Read the records beneath this task and copy every line that contains the string "adjacent".

Segment Start: Listed records

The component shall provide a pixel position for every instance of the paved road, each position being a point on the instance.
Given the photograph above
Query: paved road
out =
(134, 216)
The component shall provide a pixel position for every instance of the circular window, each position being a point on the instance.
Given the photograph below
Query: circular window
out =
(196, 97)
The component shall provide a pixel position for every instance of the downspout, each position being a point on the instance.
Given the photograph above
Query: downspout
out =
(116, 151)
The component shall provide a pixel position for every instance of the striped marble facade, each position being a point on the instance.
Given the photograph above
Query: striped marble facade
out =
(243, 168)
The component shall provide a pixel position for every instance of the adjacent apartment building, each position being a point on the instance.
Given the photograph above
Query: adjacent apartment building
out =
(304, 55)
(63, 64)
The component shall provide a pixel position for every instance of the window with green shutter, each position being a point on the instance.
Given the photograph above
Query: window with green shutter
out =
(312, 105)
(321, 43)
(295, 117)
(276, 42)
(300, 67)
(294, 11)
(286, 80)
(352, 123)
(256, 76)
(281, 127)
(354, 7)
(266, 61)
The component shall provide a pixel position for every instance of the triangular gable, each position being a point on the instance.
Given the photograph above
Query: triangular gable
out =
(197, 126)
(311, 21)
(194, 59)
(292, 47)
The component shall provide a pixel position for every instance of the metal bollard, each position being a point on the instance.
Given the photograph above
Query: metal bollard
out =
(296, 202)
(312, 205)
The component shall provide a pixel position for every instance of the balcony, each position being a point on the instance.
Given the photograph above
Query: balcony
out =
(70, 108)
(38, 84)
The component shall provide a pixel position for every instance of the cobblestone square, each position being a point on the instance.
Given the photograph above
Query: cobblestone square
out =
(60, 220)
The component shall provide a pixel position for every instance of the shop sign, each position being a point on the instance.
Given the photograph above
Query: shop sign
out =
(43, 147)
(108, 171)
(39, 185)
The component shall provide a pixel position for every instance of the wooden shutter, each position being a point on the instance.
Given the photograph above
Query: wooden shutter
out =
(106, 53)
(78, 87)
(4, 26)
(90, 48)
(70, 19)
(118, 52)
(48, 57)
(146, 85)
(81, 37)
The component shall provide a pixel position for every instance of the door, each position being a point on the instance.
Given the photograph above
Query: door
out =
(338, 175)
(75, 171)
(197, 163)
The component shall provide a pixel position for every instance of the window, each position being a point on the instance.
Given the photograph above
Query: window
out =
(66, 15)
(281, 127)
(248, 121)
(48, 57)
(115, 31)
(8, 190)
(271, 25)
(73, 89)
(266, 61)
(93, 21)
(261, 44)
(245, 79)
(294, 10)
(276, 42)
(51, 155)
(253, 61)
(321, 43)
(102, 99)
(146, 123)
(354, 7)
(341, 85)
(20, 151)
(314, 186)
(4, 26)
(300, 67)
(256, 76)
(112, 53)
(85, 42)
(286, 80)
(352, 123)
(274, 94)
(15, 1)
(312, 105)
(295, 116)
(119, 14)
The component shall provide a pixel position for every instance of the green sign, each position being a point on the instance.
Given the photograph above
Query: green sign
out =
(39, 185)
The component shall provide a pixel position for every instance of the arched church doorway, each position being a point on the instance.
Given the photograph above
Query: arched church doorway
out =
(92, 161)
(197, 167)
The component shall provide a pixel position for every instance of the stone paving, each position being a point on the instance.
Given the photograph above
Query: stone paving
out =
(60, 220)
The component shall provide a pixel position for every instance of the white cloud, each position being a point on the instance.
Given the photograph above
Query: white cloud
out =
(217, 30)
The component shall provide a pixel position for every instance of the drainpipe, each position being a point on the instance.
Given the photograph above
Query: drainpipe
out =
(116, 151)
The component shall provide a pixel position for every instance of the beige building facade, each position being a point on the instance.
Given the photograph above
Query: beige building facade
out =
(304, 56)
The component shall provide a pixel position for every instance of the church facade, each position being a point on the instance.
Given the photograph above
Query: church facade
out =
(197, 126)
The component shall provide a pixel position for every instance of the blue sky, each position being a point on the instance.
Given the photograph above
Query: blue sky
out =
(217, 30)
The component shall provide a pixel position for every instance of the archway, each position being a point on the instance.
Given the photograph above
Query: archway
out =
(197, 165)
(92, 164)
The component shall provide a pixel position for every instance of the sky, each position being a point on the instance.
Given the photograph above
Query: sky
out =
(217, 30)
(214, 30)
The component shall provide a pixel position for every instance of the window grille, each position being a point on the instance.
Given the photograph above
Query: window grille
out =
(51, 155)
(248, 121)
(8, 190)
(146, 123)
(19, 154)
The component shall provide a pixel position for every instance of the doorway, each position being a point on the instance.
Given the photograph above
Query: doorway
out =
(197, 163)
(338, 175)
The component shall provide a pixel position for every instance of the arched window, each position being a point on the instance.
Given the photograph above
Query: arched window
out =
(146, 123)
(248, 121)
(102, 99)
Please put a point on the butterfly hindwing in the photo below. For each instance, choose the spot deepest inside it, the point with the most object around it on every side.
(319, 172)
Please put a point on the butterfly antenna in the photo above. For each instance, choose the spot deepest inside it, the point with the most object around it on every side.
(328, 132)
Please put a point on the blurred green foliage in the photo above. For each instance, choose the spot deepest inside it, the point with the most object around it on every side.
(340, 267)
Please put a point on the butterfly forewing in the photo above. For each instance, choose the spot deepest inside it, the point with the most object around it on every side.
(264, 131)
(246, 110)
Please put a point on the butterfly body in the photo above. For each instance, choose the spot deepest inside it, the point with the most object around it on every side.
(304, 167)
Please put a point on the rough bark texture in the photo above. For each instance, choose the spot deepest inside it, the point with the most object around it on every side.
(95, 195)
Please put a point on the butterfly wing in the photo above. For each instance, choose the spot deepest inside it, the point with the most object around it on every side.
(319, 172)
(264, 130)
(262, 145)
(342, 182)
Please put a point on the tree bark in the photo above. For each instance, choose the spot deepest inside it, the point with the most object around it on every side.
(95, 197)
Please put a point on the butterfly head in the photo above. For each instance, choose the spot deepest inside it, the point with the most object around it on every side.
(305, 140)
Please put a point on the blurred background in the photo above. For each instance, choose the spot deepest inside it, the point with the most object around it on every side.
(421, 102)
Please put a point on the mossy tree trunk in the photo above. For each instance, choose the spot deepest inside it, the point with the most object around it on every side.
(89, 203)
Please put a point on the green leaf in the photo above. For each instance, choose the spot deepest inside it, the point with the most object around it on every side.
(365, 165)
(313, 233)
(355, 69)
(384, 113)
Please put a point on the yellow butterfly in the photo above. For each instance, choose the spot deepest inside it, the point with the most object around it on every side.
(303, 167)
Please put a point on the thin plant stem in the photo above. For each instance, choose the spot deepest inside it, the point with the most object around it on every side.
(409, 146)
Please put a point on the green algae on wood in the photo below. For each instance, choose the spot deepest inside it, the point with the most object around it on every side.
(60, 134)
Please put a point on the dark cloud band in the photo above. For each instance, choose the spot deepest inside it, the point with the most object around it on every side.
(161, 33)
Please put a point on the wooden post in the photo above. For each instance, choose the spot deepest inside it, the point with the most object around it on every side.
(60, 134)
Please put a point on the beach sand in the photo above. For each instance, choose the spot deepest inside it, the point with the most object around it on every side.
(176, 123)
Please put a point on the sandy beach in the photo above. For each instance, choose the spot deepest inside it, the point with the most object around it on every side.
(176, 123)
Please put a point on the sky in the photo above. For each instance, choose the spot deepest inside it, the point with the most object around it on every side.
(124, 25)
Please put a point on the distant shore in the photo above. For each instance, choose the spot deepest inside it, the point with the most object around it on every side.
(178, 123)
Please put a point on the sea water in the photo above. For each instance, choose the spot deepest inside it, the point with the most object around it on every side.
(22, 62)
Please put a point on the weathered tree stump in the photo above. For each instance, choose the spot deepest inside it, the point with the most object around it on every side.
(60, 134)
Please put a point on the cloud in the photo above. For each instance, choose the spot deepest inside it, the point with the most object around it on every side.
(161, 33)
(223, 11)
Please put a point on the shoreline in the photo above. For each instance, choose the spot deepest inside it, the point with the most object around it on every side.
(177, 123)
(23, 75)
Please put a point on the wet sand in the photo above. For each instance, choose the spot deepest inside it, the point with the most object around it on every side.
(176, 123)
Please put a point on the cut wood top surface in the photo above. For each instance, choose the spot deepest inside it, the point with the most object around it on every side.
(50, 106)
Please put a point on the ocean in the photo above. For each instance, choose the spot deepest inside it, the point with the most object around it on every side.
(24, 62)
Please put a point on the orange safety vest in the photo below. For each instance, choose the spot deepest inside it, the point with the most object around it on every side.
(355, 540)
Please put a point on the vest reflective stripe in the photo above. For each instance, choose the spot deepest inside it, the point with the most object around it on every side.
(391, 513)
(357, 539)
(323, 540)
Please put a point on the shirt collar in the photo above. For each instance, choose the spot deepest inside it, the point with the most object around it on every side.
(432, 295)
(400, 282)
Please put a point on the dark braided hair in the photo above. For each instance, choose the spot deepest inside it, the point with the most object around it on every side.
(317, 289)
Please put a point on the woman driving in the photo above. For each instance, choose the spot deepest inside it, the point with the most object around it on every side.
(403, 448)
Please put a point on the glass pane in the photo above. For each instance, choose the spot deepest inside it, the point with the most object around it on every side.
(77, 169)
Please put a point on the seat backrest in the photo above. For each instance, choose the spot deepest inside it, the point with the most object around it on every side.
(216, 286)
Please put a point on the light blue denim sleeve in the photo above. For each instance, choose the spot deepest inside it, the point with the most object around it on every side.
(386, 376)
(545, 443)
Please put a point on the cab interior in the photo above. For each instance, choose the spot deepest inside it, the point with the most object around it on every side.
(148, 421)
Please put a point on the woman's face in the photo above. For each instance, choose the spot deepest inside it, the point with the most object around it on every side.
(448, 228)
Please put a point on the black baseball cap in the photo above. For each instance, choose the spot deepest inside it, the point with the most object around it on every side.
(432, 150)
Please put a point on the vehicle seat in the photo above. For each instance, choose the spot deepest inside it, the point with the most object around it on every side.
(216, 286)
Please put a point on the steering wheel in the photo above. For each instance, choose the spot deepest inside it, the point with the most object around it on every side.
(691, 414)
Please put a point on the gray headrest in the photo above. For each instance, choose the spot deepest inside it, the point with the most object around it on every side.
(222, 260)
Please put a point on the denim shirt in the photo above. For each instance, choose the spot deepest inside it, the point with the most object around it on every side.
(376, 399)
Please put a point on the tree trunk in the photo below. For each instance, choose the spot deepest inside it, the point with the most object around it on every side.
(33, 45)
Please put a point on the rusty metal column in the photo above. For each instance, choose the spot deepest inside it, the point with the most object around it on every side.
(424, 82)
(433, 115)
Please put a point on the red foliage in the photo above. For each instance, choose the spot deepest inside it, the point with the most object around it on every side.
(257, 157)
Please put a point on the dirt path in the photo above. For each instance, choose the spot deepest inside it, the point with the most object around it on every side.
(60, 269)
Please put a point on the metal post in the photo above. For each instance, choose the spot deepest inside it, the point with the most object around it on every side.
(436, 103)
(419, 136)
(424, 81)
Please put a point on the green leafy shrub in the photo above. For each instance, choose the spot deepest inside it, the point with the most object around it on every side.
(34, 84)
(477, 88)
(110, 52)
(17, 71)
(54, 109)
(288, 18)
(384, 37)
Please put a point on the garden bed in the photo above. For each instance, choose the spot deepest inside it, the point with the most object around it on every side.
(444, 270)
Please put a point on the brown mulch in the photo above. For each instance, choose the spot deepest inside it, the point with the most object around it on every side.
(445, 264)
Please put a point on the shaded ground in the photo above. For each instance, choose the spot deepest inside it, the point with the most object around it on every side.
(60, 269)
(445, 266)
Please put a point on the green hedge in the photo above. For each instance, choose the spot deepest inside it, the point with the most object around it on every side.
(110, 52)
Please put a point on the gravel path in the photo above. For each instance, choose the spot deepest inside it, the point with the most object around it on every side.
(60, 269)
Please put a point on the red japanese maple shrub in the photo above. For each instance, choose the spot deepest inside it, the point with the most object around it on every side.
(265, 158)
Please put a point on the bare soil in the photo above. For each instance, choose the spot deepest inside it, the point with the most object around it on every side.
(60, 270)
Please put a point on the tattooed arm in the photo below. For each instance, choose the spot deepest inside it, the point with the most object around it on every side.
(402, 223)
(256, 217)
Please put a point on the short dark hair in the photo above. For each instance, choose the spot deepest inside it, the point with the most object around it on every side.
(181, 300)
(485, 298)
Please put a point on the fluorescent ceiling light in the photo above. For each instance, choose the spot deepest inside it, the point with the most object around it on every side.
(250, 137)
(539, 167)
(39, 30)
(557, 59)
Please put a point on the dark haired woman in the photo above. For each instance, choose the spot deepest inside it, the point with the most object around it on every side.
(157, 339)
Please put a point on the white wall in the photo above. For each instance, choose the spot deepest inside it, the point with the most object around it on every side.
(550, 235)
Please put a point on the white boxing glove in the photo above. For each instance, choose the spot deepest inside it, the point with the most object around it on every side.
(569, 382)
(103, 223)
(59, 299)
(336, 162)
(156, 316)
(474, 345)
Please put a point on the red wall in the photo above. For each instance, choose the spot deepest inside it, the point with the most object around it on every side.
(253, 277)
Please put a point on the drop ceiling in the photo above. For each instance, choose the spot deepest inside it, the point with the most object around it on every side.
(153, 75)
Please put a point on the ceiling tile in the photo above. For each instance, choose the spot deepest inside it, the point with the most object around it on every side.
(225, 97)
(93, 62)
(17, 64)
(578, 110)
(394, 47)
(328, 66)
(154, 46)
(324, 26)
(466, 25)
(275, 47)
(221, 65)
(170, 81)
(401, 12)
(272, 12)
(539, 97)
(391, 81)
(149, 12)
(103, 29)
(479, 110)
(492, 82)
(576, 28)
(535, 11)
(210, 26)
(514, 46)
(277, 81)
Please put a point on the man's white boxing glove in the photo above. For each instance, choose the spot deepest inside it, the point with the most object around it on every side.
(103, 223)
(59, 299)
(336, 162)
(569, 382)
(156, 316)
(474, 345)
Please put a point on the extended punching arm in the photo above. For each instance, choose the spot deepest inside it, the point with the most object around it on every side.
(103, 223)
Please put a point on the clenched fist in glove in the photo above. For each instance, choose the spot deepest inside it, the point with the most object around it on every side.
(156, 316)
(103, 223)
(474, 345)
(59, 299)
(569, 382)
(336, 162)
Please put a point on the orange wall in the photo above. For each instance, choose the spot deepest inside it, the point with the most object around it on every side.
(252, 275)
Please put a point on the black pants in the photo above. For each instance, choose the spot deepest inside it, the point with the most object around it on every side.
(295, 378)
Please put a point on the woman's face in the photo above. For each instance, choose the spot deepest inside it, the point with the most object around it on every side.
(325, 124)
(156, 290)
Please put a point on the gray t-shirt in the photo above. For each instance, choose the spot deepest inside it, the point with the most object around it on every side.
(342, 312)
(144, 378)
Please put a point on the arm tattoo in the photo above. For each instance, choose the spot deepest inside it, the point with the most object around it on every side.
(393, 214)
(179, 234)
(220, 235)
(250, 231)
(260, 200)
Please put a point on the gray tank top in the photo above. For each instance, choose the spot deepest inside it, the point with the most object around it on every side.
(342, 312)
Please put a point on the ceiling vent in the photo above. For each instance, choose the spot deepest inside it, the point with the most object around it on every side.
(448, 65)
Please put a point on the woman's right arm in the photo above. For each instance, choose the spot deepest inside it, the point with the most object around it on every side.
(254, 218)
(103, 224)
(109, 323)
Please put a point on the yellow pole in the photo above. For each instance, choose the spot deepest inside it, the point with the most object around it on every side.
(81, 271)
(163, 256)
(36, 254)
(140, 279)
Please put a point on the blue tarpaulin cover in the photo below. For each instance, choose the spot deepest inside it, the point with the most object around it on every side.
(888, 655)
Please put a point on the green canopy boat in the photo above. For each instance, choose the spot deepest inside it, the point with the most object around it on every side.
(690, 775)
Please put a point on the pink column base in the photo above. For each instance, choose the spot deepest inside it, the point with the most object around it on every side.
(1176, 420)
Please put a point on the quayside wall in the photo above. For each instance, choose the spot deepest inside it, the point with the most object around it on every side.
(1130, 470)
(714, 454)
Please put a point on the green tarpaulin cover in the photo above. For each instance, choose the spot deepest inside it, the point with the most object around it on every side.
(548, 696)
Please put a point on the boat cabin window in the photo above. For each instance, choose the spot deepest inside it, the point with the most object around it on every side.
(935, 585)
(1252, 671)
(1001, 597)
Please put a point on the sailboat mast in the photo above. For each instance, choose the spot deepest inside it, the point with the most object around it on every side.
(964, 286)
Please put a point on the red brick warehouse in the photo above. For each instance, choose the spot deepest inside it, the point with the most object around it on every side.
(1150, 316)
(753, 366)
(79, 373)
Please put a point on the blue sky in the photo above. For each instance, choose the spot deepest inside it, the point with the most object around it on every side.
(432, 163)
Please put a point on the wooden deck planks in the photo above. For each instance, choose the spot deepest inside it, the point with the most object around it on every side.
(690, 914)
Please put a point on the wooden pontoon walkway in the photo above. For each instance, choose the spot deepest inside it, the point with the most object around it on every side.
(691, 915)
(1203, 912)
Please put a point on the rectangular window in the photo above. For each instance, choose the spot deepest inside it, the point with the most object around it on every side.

Segment End: Listed records

* **Task result**:
The component shall provide a pixel position for every instance of the adjacent apartment building, each position being a point on the instance.
Query: adjacent apartment building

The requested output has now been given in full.